──────── DATA LISTING

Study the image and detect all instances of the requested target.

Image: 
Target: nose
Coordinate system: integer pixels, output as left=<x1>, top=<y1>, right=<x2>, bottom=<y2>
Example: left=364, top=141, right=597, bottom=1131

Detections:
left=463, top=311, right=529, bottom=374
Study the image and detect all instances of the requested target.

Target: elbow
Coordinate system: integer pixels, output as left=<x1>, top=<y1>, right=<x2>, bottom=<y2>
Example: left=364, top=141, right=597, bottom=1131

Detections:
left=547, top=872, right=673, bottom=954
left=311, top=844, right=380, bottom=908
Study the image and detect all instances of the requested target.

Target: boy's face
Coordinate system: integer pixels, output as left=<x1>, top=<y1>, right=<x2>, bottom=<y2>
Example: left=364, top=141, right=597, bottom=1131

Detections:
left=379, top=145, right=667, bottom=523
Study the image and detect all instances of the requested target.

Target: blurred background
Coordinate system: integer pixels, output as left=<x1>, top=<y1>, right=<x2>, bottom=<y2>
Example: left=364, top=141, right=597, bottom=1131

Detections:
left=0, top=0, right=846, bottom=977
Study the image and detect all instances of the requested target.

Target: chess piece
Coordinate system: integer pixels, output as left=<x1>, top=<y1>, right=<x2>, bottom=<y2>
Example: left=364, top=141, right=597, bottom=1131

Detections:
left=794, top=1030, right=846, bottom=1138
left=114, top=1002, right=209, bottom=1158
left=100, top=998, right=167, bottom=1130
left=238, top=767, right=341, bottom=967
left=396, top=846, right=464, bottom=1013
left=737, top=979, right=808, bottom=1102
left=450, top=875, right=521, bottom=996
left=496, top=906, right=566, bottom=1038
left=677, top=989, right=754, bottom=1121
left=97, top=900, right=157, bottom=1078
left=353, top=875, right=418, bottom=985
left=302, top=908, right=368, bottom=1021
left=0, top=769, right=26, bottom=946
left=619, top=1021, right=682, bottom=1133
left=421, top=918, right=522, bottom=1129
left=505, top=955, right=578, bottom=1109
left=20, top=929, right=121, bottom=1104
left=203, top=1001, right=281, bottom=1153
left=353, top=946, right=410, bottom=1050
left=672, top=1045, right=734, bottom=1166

────────────────

_BRIEF_
Convert the lines above into a JSON list of strings, with one string for each line and blank lines omitted.

_ANSWER TO THIS TASK_
[
  "Study the image and detect all instances of the requested target.",
  "Image: ",
  "Target: nose",
  "Coordinate system: integer pixels, output as left=<x1>, top=<y1>, right=<x2>, bottom=<y2>",
  "Example: left=364, top=141, right=597, bottom=1131",
  "Detections:",
  "left=463, top=311, right=529, bottom=374",
  "Study the image and detect all instances of the requested target.",
  "Target: elbow",
  "Coordinate system: integer pixels, output as left=<x1>, top=<y1>, right=<x2>, bottom=<y2>",
  "Example: left=364, top=141, right=597, bottom=1131",
  "Detections:",
  "left=547, top=872, right=673, bottom=954",
  "left=311, top=844, right=380, bottom=908",
  "Study the image and detect all instances of the requested target.",
  "Target: boy's face",
  "Coordinate system: integer pixels, output as left=<x1>, top=<y1>, right=<x2>, bottom=<y2>",
  "Example: left=364, top=141, right=597, bottom=1131",
  "Detections:",
  "left=379, top=145, right=667, bottom=523",
  "Study the image and detect all instances of the requested target.",
  "Target: blurred background",
  "Coordinate system: integer pixels, output as left=<x1>, top=<y1>, right=<x2>, bottom=<y2>",
  "Example: left=364, top=141, right=597, bottom=1131",
  "Detections:",
  "left=0, top=0, right=846, bottom=977",
  "Study the image and detect all instances of the requested target.",
  "Target: chess piece",
  "Coordinate system: integer pixels, output as left=<x1>, top=<y1>, right=<x2>, bottom=<y2>",
  "Example: left=364, top=141, right=597, bottom=1131",
  "Detections:",
  "left=794, top=1030, right=846, bottom=1138",
  "left=114, top=1002, right=209, bottom=1158",
  "left=100, top=998, right=167, bottom=1130",
  "left=238, top=767, right=341, bottom=967",
  "left=396, top=846, right=464, bottom=1013",
  "left=737, top=979, right=808, bottom=1102",
  "left=450, top=875, right=521, bottom=996",
  "left=496, top=906, right=566, bottom=1038",
  "left=677, top=989, right=754, bottom=1121",
  "left=97, top=900, right=157, bottom=1078",
  "left=353, top=875, right=418, bottom=985",
  "left=302, top=908, right=368, bottom=1021",
  "left=0, top=769, right=26, bottom=946",
  "left=619, top=1021, right=682, bottom=1133",
  "left=421, top=918, right=522, bottom=1129",
  "left=505, top=955, right=578, bottom=1109",
  "left=20, top=929, right=121, bottom=1104",
  "left=203, top=1001, right=281, bottom=1153",
  "left=353, top=946, right=410, bottom=1050",
  "left=672, top=1045, right=734, bottom=1166"
]